** START Reading text **

Who wants to know how royally pissed Stargrasper is right now?  Hint:
Code: [Select]
stargrasper.anger = new BigInteger(Long.MAX_VALUE + "").multiply(new BigInteger(Long.MAX_VALUE + ""));

I was looking into why whoever's code that was with the Scanner that wasn't working right.  Apparently I'm wrong.  And the university professor that taught me to program.  And my textbooks.  And half the internet.  Remember when I said to you all to prove == doesn't work for String with a counterexample?  I found three.

The first is that Scanner example.

The second is input from a JOptionPane as follows:
Code: [Select]
String s = JOptionPane.showInputDialog("");
System.out.println(s == "foo");

The third is explicit creation of strings.
Code: [Select]
String s1 = new String("foo");
String s2 = new String("foo");
System.out.println(s1 == s2);

So why is it working in every other example I've ever seen ever!?  I'll tell you why!  Java if royally f*ed up with how it instantiates Strings!

** END Reading text **
** START Material supplied **

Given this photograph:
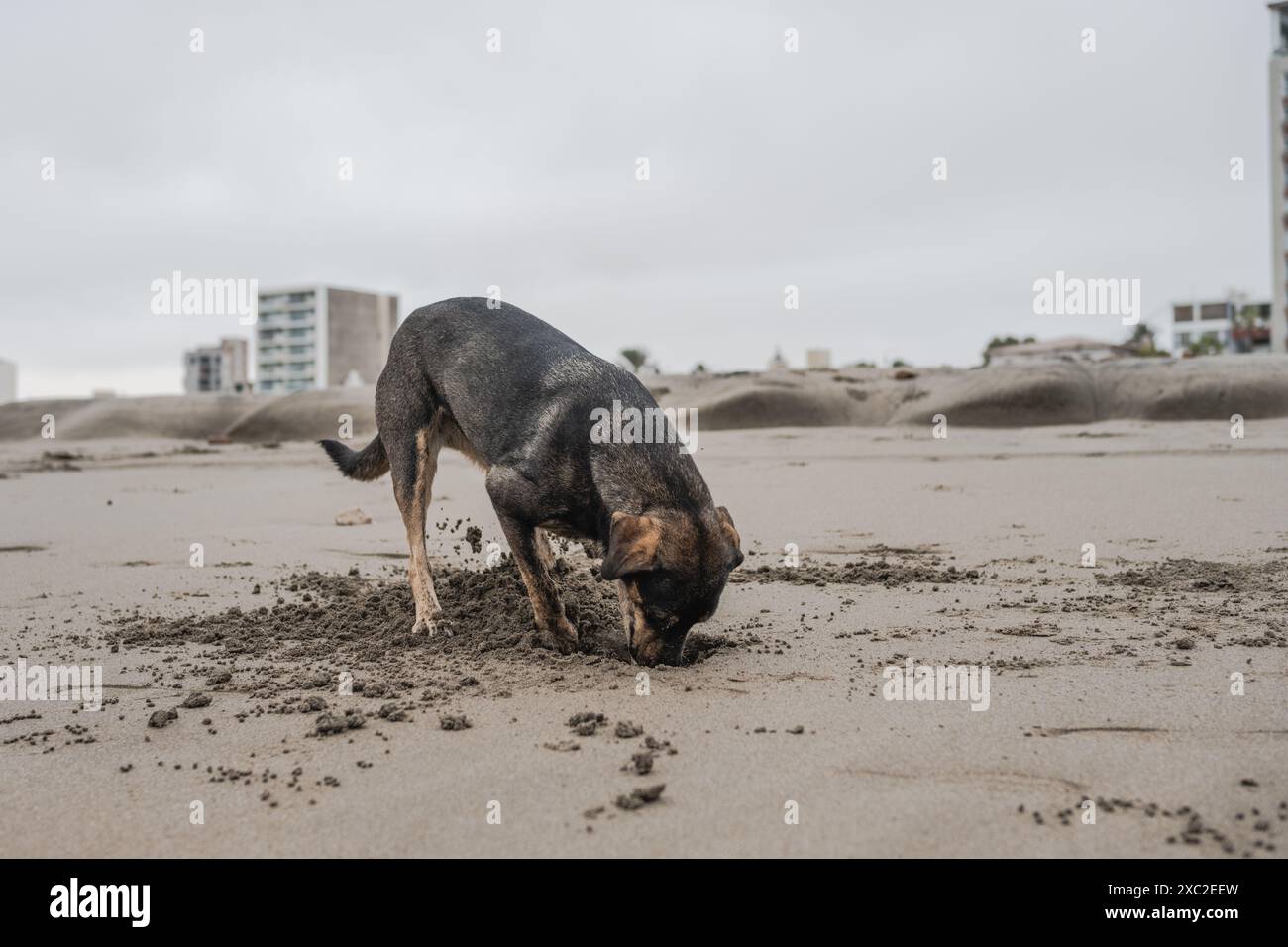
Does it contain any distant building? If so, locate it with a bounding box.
[1267,3,1288,352]
[255,286,398,394]
[1172,300,1272,355]
[988,335,1132,365]
[805,349,832,368]
[183,338,250,394]
[0,359,18,404]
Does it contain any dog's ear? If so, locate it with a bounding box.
[599,513,662,579]
[716,506,742,570]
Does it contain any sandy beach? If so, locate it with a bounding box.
[0,419,1288,857]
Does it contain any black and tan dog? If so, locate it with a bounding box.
[322,299,742,664]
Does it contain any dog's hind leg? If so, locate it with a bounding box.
[385,424,443,634]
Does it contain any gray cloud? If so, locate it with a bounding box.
[0,0,1270,397]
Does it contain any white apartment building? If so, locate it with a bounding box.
[255,286,398,394]
[1172,299,1272,356]
[1269,3,1288,352]
[183,338,250,394]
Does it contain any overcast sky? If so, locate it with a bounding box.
[0,0,1271,398]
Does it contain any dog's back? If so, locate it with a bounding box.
[376,297,657,464]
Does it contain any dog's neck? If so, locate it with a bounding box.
[590,445,713,543]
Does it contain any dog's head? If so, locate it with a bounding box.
[600,506,742,665]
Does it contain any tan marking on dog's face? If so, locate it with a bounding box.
[600,511,662,579]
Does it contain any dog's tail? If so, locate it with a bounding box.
[318,434,389,480]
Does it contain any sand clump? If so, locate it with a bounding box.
[729,558,980,588]
[1099,558,1288,591]
[121,557,722,675]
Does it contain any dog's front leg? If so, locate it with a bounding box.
[486,468,577,655]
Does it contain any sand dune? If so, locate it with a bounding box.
[0,356,1288,442]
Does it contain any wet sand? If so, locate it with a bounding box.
[0,420,1288,857]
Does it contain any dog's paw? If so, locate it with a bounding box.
[411,612,452,638]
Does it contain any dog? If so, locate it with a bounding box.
[321,297,743,665]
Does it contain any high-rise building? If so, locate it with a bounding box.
[1270,3,1288,352]
[183,338,250,394]
[0,359,18,404]
[255,286,398,394]
[1172,299,1274,356]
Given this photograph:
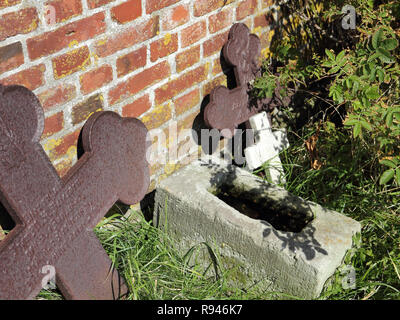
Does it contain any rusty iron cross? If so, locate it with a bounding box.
[0,85,149,299]
[204,23,263,138]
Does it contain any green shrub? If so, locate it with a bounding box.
[253,0,400,185]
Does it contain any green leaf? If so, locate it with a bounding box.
[386,111,393,128]
[395,169,400,185]
[360,120,372,131]
[377,48,395,63]
[379,169,395,185]
[336,50,346,64]
[365,86,381,100]
[325,49,335,60]
[379,159,397,169]
[372,29,383,49]
[353,123,361,138]
[343,119,360,126]
[376,69,385,82]
[382,38,399,51]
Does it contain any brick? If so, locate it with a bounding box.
[0,8,39,41]
[0,42,24,74]
[194,0,235,17]
[42,111,64,139]
[176,46,200,72]
[254,14,271,28]
[208,9,233,33]
[37,83,76,111]
[27,12,106,60]
[95,17,159,58]
[45,0,82,24]
[201,75,227,97]
[141,104,172,130]
[0,0,21,9]
[122,94,151,118]
[54,159,73,178]
[174,88,200,115]
[88,0,115,9]
[203,31,229,57]
[261,0,274,9]
[155,65,208,104]
[79,65,113,94]
[161,5,190,31]
[111,0,142,24]
[181,20,207,48]
[48,129,81,162]
[71,94,104,125]
[108,61,171,105]
[150,33,178,62]
[146,0,180,13]
[52,46,91,79]
[212,56,232,76]
[236,0,257,20]
[117,47,147,77]
[0,64,46,90]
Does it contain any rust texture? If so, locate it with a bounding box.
[0,85,150,299]
[204,23,265,138]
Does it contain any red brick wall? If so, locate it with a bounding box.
[0,0,272,192]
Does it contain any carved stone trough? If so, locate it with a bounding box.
[154,157,361,299]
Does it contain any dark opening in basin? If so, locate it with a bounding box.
[212,186,313,233]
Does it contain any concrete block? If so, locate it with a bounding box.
[154,157,361,299]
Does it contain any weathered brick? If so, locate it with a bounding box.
[261,0,274,9]
[45,0,82,24]
[52,46,91,79]
[208,8,233,33]
[26,12,106,60]
[176,46,200,72]
[37,83,76,111]
[212,56,232,76]
[174,88,200,115]
[146,0,179,13]
[0,8,39,41]
[236,0,257,20]
[161,5,190,30]
[155,65,208,104]
[71,94,104,125]
[88,0,115,9]
[0,42,24,74]
[150,33,178,62]
[201,75,227,97]
[111,0,142,23]
[44,128,81,162]
[0,64,46,90]
[54,158,73,178]
[203,31,229,57]
[108,61,171,105]
[42,111,64,139]
[0,0,21,9]
[117,47,147,77]
[181,20,207,48]
[122,94,151,118]
[254,13,271,28]
[194,0,235,17]
[141,104,172,130]
[79,65,113,94]
[95,16,159,57]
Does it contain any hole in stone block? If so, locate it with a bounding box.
[0,202,15,242]
[210,185,313,233]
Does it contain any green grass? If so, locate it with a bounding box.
[38,120,400,300]
[38,208,282,300]
[281,126,400,300]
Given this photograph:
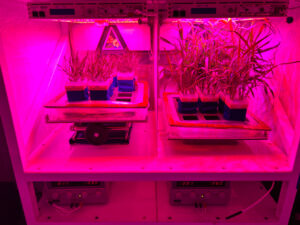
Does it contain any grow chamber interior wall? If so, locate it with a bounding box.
[71,23,154,109]
[1,20,65,165]
[158,14,300,163]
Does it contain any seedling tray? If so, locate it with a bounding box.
[163,93,271,140]
[44,82,149,123]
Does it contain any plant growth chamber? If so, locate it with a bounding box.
[0,0,300,225]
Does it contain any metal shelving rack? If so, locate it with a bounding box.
[0,0,300,225]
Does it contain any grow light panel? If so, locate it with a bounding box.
[51,18,141,26]
[27,0,147,19]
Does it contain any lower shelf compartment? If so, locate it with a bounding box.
[38,181,278,224]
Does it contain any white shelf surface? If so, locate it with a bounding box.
[38,182,277,225]
[24,112,292,181]
[157,182,278,224]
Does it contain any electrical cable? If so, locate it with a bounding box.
[225,181,275,220]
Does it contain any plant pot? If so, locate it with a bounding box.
[117,72,135,92]
[219,92,225,113]
[199,94,219,114]
[177,94,198,114]
[89,79,113,101]
[65,82,89,102]
[224,97,248,121]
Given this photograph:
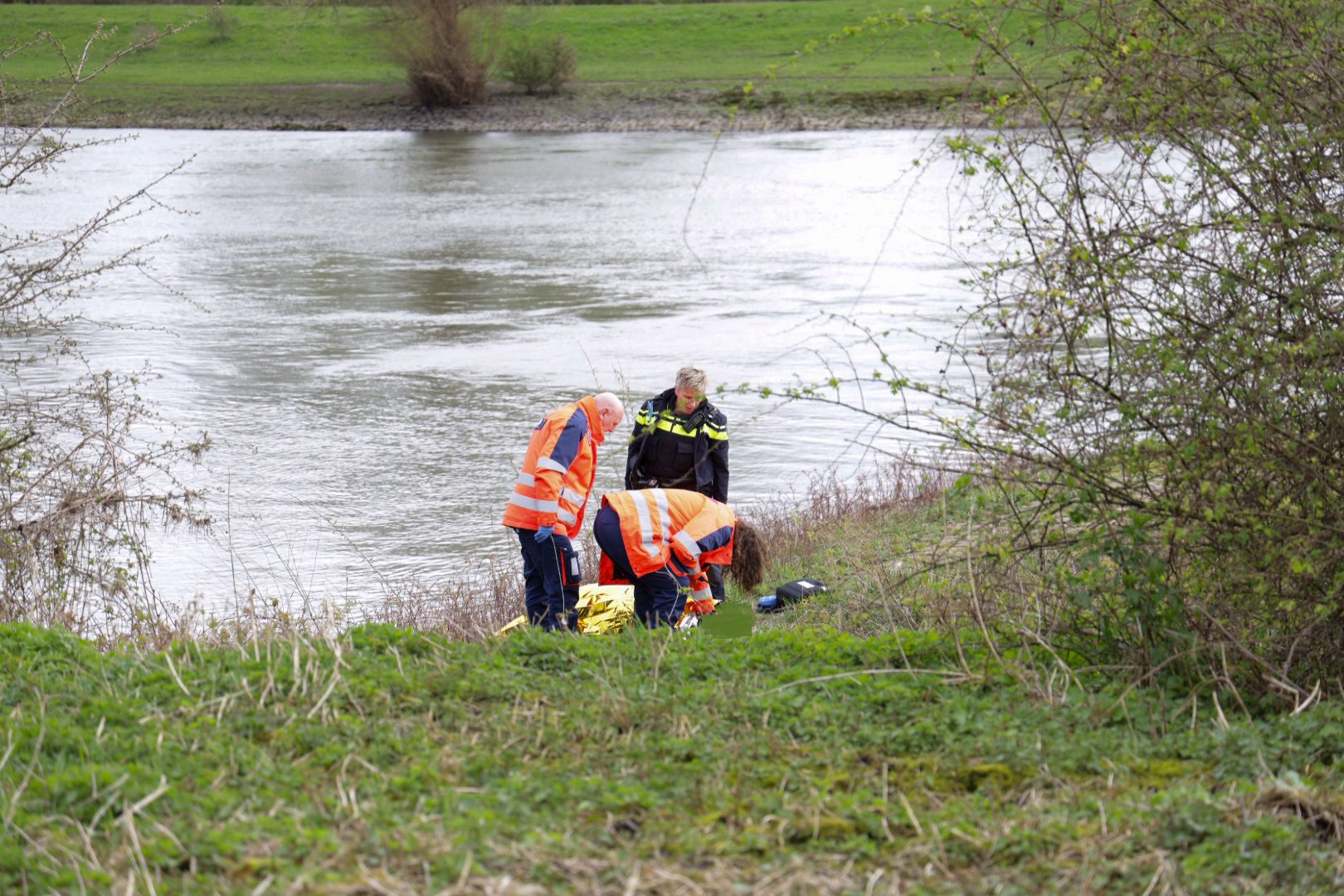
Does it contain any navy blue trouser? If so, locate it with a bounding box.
[592,505,691,629]
[514,529,582,631]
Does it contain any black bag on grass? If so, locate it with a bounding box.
[757,579,830,612]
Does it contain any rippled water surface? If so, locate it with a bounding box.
[5,132,967,601]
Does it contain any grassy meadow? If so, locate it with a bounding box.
[0,0,989,120]
[7,478,1344,896]
[7,625,1344,894]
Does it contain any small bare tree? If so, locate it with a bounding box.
[0,23,208,634]
[390,0,499,109]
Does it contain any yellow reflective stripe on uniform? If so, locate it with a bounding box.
[672,532,700,558]
[635,492,659,558]
[640,411,728,442]
[508,492,561,514]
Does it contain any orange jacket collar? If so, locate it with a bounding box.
[579,395,606,445]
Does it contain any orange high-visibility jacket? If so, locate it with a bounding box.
[602,489,738,607]
[504,395,605,536]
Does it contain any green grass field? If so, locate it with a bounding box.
[0,483,1344,896]
[0,0,971,117]
[0,625,1344,894]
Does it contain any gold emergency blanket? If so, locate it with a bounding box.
[494,584,700,635]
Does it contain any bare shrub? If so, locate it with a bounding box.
[500,33,578,95]
[0,19,210,635]
[390,0,500,109]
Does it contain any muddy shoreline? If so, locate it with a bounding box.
[70,91,945,133]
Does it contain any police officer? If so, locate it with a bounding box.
[625,367,728,601]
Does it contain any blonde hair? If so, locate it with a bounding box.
[676,367,709,395]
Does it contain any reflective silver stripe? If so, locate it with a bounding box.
[631,492,661,558]
[536,457,567,473]
[508,492,561,514]
[649,489,672,542]
[672,532,700,558]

** END Material supplied **

§ Exercise directions:
Repeat the entire forum post about Java string comparison word for word. Rely only on the forum post about Java string comparison.

§ Finished answer:
Who wants to know how royally pissed Stargrasper is right now?  Hint:
Code: [Select]
stargrasper.anger = new BigInteger(Long.MAX_VALUE + "").multiply(new BigInteger(Long.MAX_VALUE + ""));

I was looking into why whoever's code that was with the Scanner that wasn't working right.  Apparently I'm wrong.  And the university professor that taught me to program.  And my textbooks.  And half the internet.  Remember when I said to you all to prove == doesn't work for String with a counterexample?  I found three.

The first is that Scanner example.

The second is input from a JOptionPane as follows:
Code: [Select]
String s = JOptionPane.showInputDialog("");
System.out.println(s == "foo");

The third is explicit creation of strings.
Code: [Select]
String s1 = new String("foo");
String s2 = new String("foo");
System.out.println(s1 == s2);

So why is it working in every other example I've ever seen ever!?  I'll tell you why!  Java if royally f*ed up with how it instantiates Strings!